Bogotá Mayor Enrique Peñalosa held a press conference Wednesday morning to outline the security measures in place for the Colombian capital a day before the nationwide strike and civil protest known as Paro Nacional. Accompanied by Security Secretariat Jairo García, Bogotá Police Chief General Hoover Penilla; Commander of the XIII Brigade General Marcos Evangelista; Peñalosa began by emphasizing that the district will “guarantee, accompany and protect those participating in the marches, as well as the rights of citizens who do not support the strike and need to get to their places of work or study.”

According to the mayor, 17 marches are planned across the city, and given the large-scale protest, called on Bogotanos to be alert and attentive to security threats to the large majority of citizens who want to demonstrate in peace. Peñalosa urged those in the marches, as well as bystanders, to record with cellphones those who commit violent acts. “We hope everything transpires peacefully, within the framework of democracy,” said Peñalosa.

(Entries drawn from a collection)
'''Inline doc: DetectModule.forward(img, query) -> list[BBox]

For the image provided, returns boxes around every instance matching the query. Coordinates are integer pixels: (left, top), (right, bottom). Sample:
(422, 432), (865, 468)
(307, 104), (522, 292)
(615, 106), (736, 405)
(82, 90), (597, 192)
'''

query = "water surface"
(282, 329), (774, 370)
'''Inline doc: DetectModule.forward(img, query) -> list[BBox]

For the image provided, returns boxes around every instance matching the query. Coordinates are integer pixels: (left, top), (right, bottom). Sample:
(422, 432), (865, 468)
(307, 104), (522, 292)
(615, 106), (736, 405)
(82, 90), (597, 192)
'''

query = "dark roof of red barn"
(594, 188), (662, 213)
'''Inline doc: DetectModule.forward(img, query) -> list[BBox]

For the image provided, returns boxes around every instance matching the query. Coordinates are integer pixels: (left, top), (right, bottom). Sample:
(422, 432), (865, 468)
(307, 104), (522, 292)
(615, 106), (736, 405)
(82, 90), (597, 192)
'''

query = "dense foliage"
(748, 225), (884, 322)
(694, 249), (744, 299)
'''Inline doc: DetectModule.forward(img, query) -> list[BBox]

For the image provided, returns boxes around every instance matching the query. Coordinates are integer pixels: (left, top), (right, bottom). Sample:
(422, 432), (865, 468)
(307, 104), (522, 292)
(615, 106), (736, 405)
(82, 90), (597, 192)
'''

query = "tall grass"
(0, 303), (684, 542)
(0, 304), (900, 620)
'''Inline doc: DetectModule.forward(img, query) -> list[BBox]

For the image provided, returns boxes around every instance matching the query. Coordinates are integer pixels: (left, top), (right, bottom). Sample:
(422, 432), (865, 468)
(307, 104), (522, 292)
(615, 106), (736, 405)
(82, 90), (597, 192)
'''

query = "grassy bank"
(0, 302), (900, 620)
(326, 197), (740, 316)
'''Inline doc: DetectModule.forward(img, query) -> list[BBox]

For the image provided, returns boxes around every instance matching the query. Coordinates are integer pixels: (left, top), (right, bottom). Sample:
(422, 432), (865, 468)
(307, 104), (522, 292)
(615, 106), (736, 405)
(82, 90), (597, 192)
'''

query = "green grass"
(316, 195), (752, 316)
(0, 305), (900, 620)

=== PROMPT ===
Answer these questions from the passage on Bogotá's security measures.
(a) Who is named as Commander of the XIII Brigade?
(b) How many marches are planned across the city?
(c) Whom did Peñalosa urge people to record with cellphones?
The listing stands apart from the passage on Bogotá's security measures.

=== RESULT FOR THIS TASK ===
(a) General Marcos Evangelista
(b) 17
(c) Those who commit violent acts